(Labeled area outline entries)
________________________
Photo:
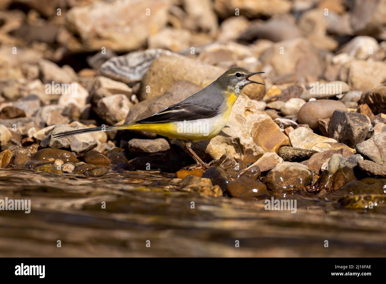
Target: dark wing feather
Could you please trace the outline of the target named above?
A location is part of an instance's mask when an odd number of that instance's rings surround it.
[[[215,81],[182,102],[173,105],[136,123],[166,122],[211,118],[221,112],[224,97]]]
[[[151,116],[135,121],[135,123],[148,123],[210,118],[218,115],[220,110],[219,106],[215,108],[208,105],[180,103],[171,105]]]

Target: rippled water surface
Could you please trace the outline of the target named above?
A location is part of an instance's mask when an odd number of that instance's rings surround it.
[[[345,209],[297,196],[291,197],[298,201],[291,214],[266,211],[262,199],[201,197],[149,185],[173,175],[110,170],[94,178],[1,170],[0,199],[30,199],[32,209],[0,211],[0,255],[386,256],[381,209]]]

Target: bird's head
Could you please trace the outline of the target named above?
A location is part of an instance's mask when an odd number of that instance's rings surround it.
[[[229,69],[217,79],[221,87],[225,89],[234,91],[237,95],[241,92],[243,88],[252,83],[264,85],[262,83],[249,80],[249,77],[264,72],[255,73],[247,71],[242,68],[236,67]]]

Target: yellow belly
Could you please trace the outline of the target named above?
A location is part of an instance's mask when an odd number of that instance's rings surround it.
[[[230,94],[226,99],[227,105],[225,105],[222,113],[211,118],[134,124],[122,126],[122,129],[152,132],[171,139],[191,140],[193,142],[211,139],[225,126],[237,99],[237,96],[234,93]]]

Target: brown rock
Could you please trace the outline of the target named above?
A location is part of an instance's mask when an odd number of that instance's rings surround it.
[[[85,163],[94,165],[110,165],[111,163],[108,158],[95,150],[91,150],[86,153],[83,156],[83,160]]]
[[[298,121],[299,123],[307,124],[315,130],[319,127],[319,119],[330,118],[336,109],[347,111],[347,107],[342,102],[332,100],[308,102],[299,110]]]

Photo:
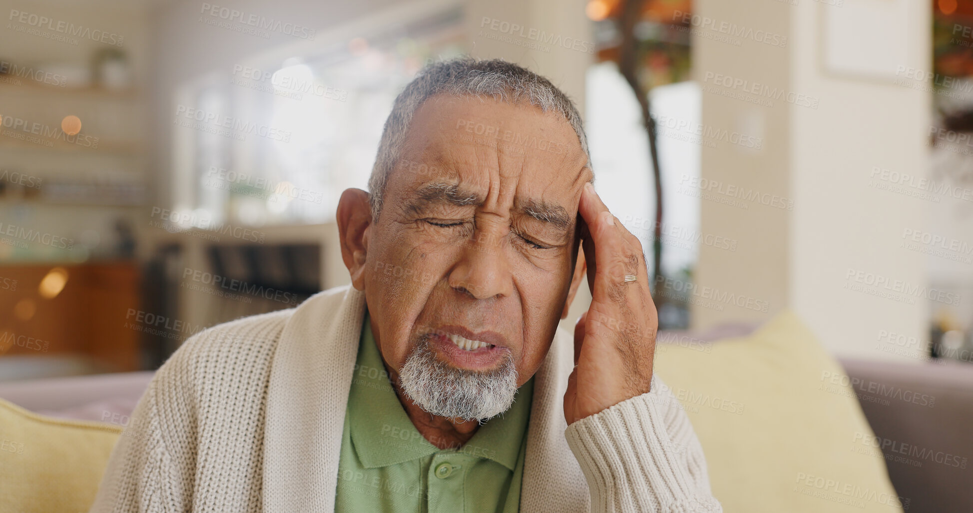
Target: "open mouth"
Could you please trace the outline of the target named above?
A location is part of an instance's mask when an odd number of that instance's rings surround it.
[[[450,339],[450,342],[451,342],[454,346],[456,346],[460,349],[468,351],[474,351],[481,348],[495,348],[495,346],[493,346],[492,344],[486,344],[486,342],[483,341],[470,340],[467,339],[466,337],[455,335],[452,333],[448,333],[446,335],[446,338]]]

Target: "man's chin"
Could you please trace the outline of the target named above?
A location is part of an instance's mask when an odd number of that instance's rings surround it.
[[[444,335],[430,335],[430,348],[437,358],[454,369],[471,372],[490,372],[496,370],[510,357],[510,348],[490,346],[473,350],[464,349]]]
[[[517,369],[509,351],[494,368],[464,369],[444,361],[429,346],[416,347],[399,371],[403,391],[419,408],[439,417],[484,421],[513,405]]]

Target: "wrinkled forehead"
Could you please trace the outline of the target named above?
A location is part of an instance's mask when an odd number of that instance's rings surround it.
[[[434,96],[417,109],[396,168],[411,186],[434,179],[486,194],[572,196],[591,179],[578,135],[559,114],[475,96]],[[538,198],[540,200],[540,198]],[[576,204],[574,205],[576,207]]]

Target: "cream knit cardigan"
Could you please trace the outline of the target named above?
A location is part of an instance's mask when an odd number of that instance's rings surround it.
[[[334,511],[364,311],[345,285],[187,341],[139,400],[91,511]],[[573,365],[572,335],[559,330],[535,375],[521,511],[721,511],[662,382],[568,426]]]

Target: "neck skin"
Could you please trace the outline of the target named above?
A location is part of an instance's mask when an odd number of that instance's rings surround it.
[[[376,344],[378,345],[378,342]],[[379,354],[381,353],[381,348],[378,348],[378,352]],[[399,373],[389,367],[385,363],[384,358],[382,358],[381,364],[385,367],[385,372],[388,373],[391,379],[392,388],[395,390],[395,395],[399,398],[399,402],[402,403],[402,407],[405,408],[409,420],[413,421],[415,429],[430,444],[439,449],[458,449],[466,442],[469,442],[470,438],[473,438],[473,435],[477,432],[477,428],[480,427],[480,422],[475,420],[464,421],[463,419],[439,417],[422,410],[418,405],[411,401],[402,390],[402,382],[399,380]]]

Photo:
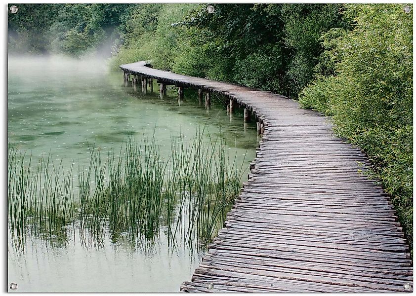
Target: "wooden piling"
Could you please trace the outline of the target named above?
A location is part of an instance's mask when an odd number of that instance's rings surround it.
[[[178,88],[178,99],[183,101],[183,86],[179,86]]]
[[[200,105],[202,105],[202,89],[198,88],[198,103]]]
[[[247,108],[244,108],[244,123],[247,123],[249,122],[249,111]]]
[[[205,109],[208,110],[211,109],[211,93],[209,91],[205,94]]]

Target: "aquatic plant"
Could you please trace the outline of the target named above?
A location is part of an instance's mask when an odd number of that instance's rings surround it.
[[[207,138],[208,143],[204,139]],[[26,238],[67,240],[77,231],[98,245],[127,236],[132,246],[152,241],[166,226],[170,243],[205,245],[223,224],[238,195],[244,170],[230,157],[223,135],[198,128],[193,141],[171,137],[171,155],[160,154],[154,134],[139,143],[129,137],[106,158],[90,145],[90,161],[65,171],[50,155],[33,166],[31,155],[8,149],[9,228],[14,246]],[[74,190],[76,188],[76,190]]]

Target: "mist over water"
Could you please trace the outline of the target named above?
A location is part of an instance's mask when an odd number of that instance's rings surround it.
[[[139,87],[126,87],[121,72],[108,69],[96,57],[9,56],[9,144],[34,158],[50,153],[64,167],[73,161],[82,166],[89,163],[88,144],[105,157],[129,136],[140,142],[154,133],[161,153],[168,155],[171,137],[181,134],[191,141],[196,126],[206,125],[210,134],[226,135],[237,163],[245,159],[247,168],[254,158],[255,127],[244,128],[242,117],[230,120],[222,106],[206,110],[190,89],[180,106],[174,89],[161,98],[156,82],[154,92],[145,95]],[[18,292],[177,292],[203,250],[168,246],[164,230],[154,243],[135,249],[126,238],[114,243],[106,235],[97,246],[75,235],[55,243],[29,239],[24,253],[13,249],[9,236],[8,281],[18,283]]]

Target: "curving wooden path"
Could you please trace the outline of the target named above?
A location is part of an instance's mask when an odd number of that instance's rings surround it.
[[[333,138],[327,118],[270,92],[144,62],[120,68],[225,95],[265,126],[226,227],[182,291],[413,291],[412,261],[390,198],[358,173],[365,155]]]

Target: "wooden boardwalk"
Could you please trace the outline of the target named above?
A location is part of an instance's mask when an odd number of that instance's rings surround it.
[[[412,292],[413,264],[389,196],[327,118],[270,92],[120,67],[229,97],[264,133],[250,178],[184,292]],[[364,164],[360,166],[359,163]]]

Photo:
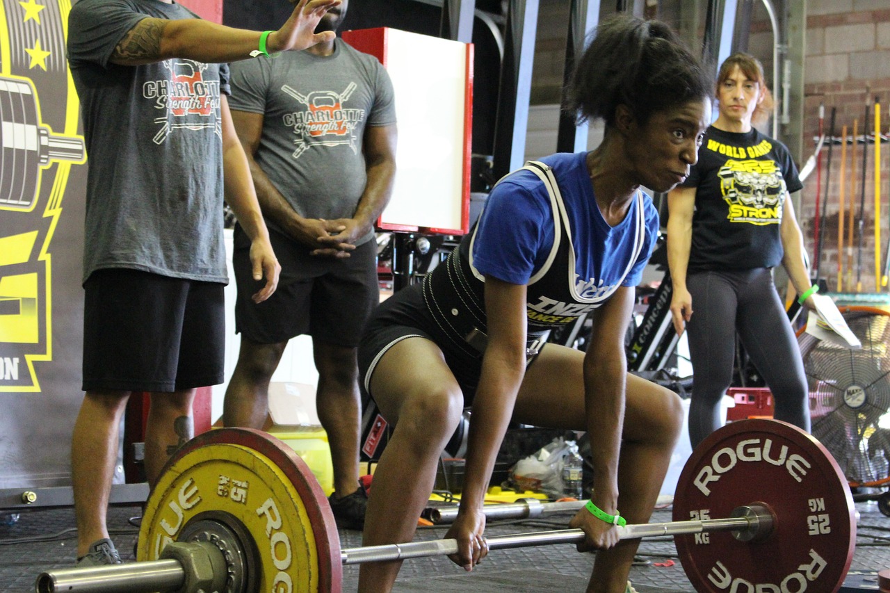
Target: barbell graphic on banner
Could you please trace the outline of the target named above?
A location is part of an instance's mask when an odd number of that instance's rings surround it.
[[[733,422],[692,452],[671,523],[616,527],[673,535],[698,591],[837,591],[855,543],[849,487],[825,448],[784,422]],[[492,537],[489,548],[578,543],[581,530]],[[440,540],[340,549],[308,467],[264,433],[202,435],[170,459],[146,505],[140,562],[44,573],[37,591],[340,591],[343,565],[455,553]]]
[[[0,206],[29,210],[41,168],[61,160],[82,163],[85,156],[81,138],[54,134],[42,125],[34,83],[0,77]]]

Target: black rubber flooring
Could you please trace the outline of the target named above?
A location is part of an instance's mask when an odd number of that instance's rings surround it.
[[[881,515],[874,503],[857,503],[860,513],[857,546],[851,574],[844,593],[877,590],[871,576],[890,568],[890,517]],[[109,513],[112,537],[125,561],[133,561],[133,544],[138,528],[131,518],[139,508],[113,508]],[[551,516],[524,522],[491,522],[490,535],[564,528],[569,516]],[[653,522],[670,521],[668,510],[656,511]],[[417,539],[444,536],[447,527],[425,528]],[[12,524],[0,525],[0,591],[33,591],[42,571],[68,568],[74,562],[76,531],[71,509],[36,510],[22,513]],[[343,548],[360,546],[359,532],[341,531]],[[631,581],[639,593],[692,591],[692,588],[676,558],[672,539],[647,539],[640,546],[638,565]],[[484,591],[486,593],[540,593],[584,591],[594,556],[579,554],[570,544],[492,551],[473,573],[465,573],[447,558],[418,558],[405,562],[396,592]],[[344,591],[356,589],[358,566],[344,567]],[[816,592],[822,593],[822,592]]]

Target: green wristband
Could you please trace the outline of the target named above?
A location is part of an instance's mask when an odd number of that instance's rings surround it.
[[[255,58],[258,55],[269,55],[269,51],[266,49],[266,39],[269,38],[269,35],[271,33],[272,33],[272,31],[263,31],[263,33],[260,33],[259,49],[255,49],[250,53],[250,56],[252,58]]]
[[[584,505],[584,508],[590,511],[590,514],[597,519],[605,521],[612,525],[620,525],[621,527],[624,527],[627,524],[627,522],[623,516],[621,516],[619,512],[615,511],[614,515],[610,515],[604,510],[601,510],[599,507],[594,504],[593,500],[587,500],[587,504]]]
[[[803,305],[804,301],[805,301],[807,298],[810,297],[810,295],[814,295],[817,292],[819,292],[819,285],[818,284],[813,284],[813,286],[810,287],[809,290],[807,290],[806,292],[805,292],[803,295],[801,295],[797,298],[797,302],[800,303],[801,305]]]

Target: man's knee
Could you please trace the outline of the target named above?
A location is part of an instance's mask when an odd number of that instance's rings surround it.
[[[357,348],[315,345],[315,368],[322,382],[334,384],[343,388],[352,388],[358,385],[359,363]]]
[[[258,344],[241,338],[241,349],[238,356],[238,370],[254,382],[269,381],[278,369],[281,354],[287,342],[278,344]]]

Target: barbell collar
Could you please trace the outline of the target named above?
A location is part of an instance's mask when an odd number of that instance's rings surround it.
[[[177,590],[185,584],[185,571],[178,560],[154,560],[125,565],[65,568],[37,577],[37,593],[151,593]]]
[[[742,510],[744,509],[744,510]],[[762,540],[769,535],[773,525],[773,515],[765,507],[751,505],[740,508],[740,516],[725,519],[705,519],[702,521],[675,521],[672,523],[650,523],[624,527],[616,525],[620,540],[659,535],[680,535],[701,533],[704,532],[740,532],[751,533],[749,539]],[[551,532],[516,533],[487,538],[489,549],[506,549],[510,548],[532,548],[560,543],[581,543],[584,531],[580,529],[562,529]],[[365,562],[392,562],[408,558],[422,558],[432,556],[449,556],[457,553],[457,540],[436,540],[433,541],[412,541],[403,544],[384,544],[352,548],[340,552],[344,565],[358,565]]]

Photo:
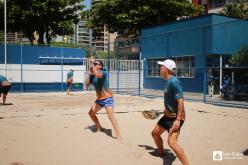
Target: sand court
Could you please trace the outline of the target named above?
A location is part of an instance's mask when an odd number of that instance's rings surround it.
[[[164,165],[180,164],[166,142],[167,156],[155,155],[151,131],[159,120],[143,118],[141,111],[163,109],[161,98],[114,95],[115,115],[124,143],[104,109],[99,120],[104,132],[95,132],[88,116],[94,92],[10,93],[0,106],[0,165]],[[11,105],[12,104],[12,105]],[[248,110],[185,102],[186,122],[179,144],[192,165],[246,165],[242,159],[213,160],[213,151],[242,153],[248,149]]]

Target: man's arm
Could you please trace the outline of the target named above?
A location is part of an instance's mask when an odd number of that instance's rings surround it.
[[[177,112],[177,118],[176,120],[183,120],[184,119],[184,104],[183,104],[183,98],[177,99],[178,103],[178,112]]]

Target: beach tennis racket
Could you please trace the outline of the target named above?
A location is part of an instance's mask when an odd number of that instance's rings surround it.
[[[150,119],[150,120],[157,119],[161,114],[164,114],[164,112],[161,112],[158,110],[145,110],[141,113],[144,118]]]

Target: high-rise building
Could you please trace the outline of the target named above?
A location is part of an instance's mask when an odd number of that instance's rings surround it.
[[[91,8],[100,2],[101,0],[91,0]],[[114,50],[114,45],[116,39],[116,34],[109,33],[106,28],[101,33],[101,36],[98,38],[92,37],[92,47],[95,51],[108,51],[108,43],[110,43],[110,50]]]
[[[193,4],[203,5],[206,8],[206,13],[219,13],[227,3],[244,3],[248,7],[247,0],[192,0]]]

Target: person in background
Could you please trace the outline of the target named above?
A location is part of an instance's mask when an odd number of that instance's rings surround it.
[[[161,135],[167,131],[168,144],[177,155],[183,165],[188,165],[188,159],[183,149],[178,145],[180,128],[185,121],[183,89],[180,81],[173,76],[176,71],[176,64],[173,60],[158,61],[160,75],[166,81],[164,88],[164,116],[158,121],[152,131],[152,137],[158,147],[160,156],[164,153],[163,139]]]
[[[7,78],[3,75],[0,75],[0,97],[3,94],[3,104],[6,104],[6,97],[8,95],[9,89],[11,87],[10,82],[7,80]]]
[[[116,139],[122,141],[123,139],[113,111],[114,99],[113,93],[109,88],[108,72],[104,69],[104,65],[101,60],[94,60],[93,57],[90,58],[89,77],[90,80],[88,83],[94,86],[97,97],[95,103],[90,108],[90,118],[95,123],[97,131],[102,131],[103,128],[96,116],[96,113],[104,107],[115,130]],[[87,86],[88,85],[89,84],[87,84]]]
[[[67,80],[66,80],[66,86],[67,86],[66,94],[67,94],[67,95],[70,95],[71,86],[72,86],[72,83],[73,83],[73,72],[74,72],[74,69],[72,68],[72,69],[67,73]]]

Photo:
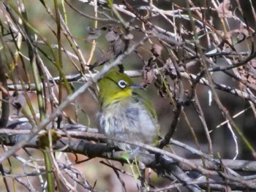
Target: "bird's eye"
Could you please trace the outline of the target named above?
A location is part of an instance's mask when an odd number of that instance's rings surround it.
[[[127,85],[127,83],[124,80],[119,80],[117,84],[121,88],[124,88]]]

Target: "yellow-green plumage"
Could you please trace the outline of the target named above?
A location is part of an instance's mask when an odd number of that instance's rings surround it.
[[[154,145],[159,131],[156,112],[151,103],[133,93],[134,88],[127,74],[116,70],[99,81],[99,130],[105,135]],[[115,141],[108,143],[121,150],[135,148]]]

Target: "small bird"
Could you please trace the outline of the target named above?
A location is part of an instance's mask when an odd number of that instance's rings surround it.
[[[155,146],[159,128],[157,114],[148,101],[134,93],[140,88],[124,73],[116,69],[107,73],[99,81],[98,128],[106,136]],[[108,140],[108,144],[123,150],[135,149],[116,141]]]

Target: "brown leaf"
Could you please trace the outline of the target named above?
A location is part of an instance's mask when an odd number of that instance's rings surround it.
[[[147,66],[143,66],[143,70],[142,72],[142,82],[140,86],[146,87],[148,84],[152,83],[154,79],[154,71],[153,68],[150,68]]]
[[[18,116],[20,110],[26,103],[25,96],[22,93],[14,93],[9,99],[10,111],[12,112],[10,115],[15,115]]]
[[[232,18],[233,13],[231,11],[231,8],[232,7],[230,0],[224,0],[223,2],[221,3],[217,8],[219,18]]]
[[[113,46],[114,46],[113,47],[114,56],[115,58],[116,58],[118,55],[123,53],[125,48],[125,44],[123,39],[120,37],[118,37],[116,39]]]
[[[157,58],[159,56],[161,56],[162,50],[162,46],[157,44],[154,44],[153,45],[151,50],[153,55]]]
[[[102,34],[102,31],[98,28],[92,28],[91,27],[88,27],[87,30],[89,33],[89,36],[87,37],[87,41],[91,42],[94,39],[98,39]]]
[[[114,31],[111,30],[108,32],[105,37],[108,42],[113,42],[118,37],[118,35]]]

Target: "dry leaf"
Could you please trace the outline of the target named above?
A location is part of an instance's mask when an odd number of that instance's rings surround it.
[[[159,56],[161,56],[162,50],[162,46],[160,46],[157,44],[154,44],[152,45],[151,51],[153,55],[154,55],[157,58]]]
[[[232,18],[233,13],[231,11],[231,8],[232,7],[230,0],[224,0],[223,2],[221,3],[217,8],[219,18]]]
________________________
# EXERCISE GOAL
Count the lines in the data above that contain the string "bird", matching case exactly. Reply with only the number.

# IN RESPONSE
3